##### Exercise materials #####

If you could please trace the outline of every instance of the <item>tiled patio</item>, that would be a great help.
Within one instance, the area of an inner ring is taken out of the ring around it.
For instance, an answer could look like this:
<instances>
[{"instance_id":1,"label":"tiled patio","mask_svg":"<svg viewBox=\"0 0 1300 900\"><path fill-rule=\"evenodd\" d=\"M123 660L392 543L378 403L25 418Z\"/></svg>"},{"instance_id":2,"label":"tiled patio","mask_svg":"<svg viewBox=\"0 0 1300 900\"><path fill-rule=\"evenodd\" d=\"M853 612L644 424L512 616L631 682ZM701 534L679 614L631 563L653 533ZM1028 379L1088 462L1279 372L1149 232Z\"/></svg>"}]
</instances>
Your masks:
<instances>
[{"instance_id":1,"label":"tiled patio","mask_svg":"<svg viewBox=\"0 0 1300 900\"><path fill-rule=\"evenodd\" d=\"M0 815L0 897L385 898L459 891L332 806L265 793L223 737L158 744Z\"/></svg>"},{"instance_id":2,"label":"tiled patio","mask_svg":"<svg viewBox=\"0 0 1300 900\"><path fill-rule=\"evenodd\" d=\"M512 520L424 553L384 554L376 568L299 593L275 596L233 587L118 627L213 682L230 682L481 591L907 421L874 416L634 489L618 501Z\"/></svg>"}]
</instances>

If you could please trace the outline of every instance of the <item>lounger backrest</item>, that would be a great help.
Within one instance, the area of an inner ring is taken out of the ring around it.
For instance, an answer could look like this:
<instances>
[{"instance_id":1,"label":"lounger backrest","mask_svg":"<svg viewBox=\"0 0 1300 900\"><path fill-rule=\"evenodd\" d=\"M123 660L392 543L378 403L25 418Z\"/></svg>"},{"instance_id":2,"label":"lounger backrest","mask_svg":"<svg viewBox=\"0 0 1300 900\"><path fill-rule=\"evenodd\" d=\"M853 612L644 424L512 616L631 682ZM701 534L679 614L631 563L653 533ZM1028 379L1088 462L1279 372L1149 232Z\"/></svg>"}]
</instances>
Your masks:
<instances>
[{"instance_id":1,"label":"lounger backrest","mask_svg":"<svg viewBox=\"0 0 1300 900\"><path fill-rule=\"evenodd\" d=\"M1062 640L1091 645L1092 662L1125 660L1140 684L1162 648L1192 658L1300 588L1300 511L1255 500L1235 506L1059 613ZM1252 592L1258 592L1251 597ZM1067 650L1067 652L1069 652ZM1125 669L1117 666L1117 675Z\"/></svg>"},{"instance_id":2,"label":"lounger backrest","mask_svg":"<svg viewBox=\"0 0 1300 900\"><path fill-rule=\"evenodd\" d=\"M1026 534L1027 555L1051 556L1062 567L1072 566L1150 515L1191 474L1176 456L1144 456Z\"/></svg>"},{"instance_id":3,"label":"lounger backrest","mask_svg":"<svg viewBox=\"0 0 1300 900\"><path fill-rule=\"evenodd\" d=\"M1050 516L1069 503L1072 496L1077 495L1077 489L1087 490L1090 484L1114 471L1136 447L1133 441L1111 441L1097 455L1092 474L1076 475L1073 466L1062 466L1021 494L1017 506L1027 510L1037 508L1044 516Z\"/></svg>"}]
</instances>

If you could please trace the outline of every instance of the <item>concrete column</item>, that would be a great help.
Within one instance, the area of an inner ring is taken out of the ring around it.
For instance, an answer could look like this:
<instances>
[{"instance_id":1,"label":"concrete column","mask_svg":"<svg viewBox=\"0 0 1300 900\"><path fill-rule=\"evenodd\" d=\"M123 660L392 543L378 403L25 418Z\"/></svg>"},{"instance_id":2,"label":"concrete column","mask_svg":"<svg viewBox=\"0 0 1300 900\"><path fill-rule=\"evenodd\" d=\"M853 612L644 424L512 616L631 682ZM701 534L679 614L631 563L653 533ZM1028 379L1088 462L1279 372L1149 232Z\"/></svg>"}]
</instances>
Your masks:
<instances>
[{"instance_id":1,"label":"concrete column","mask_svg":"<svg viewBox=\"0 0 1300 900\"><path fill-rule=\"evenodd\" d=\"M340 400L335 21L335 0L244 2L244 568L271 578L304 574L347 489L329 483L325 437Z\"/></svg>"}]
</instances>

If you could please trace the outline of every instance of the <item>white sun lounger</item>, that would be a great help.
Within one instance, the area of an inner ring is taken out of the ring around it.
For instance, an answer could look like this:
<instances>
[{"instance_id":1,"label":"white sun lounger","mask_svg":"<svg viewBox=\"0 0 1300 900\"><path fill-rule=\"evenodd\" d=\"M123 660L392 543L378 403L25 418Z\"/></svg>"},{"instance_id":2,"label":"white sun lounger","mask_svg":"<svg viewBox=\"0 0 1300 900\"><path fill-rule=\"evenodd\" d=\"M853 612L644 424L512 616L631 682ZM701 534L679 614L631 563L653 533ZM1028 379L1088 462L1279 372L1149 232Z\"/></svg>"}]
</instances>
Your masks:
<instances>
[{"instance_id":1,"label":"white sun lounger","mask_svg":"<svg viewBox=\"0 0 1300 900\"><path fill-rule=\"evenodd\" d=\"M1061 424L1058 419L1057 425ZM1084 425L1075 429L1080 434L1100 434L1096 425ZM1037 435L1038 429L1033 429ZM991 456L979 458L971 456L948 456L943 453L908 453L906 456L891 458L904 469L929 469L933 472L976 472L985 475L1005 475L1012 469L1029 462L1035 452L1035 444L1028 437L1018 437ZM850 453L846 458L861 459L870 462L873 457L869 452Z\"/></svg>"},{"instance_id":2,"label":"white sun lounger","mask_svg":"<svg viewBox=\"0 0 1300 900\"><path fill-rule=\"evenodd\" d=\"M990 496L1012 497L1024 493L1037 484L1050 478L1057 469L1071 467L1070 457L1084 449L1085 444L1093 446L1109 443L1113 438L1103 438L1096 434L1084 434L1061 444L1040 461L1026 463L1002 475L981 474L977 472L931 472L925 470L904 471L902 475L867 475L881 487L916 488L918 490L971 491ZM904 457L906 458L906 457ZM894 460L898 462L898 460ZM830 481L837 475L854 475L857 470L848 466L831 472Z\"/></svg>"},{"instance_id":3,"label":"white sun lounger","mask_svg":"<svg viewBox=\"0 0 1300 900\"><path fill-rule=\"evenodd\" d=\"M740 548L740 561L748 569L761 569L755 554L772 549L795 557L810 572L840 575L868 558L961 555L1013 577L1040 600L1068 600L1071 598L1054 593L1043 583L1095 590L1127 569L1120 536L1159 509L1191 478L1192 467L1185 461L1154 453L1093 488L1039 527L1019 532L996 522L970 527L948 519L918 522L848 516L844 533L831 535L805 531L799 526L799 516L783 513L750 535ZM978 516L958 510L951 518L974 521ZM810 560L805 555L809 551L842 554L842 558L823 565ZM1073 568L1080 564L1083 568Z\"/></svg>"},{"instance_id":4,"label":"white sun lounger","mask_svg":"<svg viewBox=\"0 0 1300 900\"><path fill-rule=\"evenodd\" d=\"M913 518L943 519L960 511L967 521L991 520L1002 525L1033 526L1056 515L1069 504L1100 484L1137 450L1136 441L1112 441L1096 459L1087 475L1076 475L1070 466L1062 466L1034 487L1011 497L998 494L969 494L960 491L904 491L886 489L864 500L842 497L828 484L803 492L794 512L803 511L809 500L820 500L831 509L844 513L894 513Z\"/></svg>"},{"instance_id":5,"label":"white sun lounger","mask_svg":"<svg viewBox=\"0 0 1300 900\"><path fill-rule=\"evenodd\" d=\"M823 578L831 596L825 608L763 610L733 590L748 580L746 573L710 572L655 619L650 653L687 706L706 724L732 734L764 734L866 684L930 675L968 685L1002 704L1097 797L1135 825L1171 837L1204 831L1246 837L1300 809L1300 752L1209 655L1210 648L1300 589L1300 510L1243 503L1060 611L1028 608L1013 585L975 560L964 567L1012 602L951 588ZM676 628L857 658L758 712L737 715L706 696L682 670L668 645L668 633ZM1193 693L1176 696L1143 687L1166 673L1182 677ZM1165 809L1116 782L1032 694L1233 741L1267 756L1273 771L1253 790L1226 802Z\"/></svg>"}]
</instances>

#####

:: What is needed ::
Within the entries above, count each line holding the string "item". Give only the result.

:: Expected output ::
4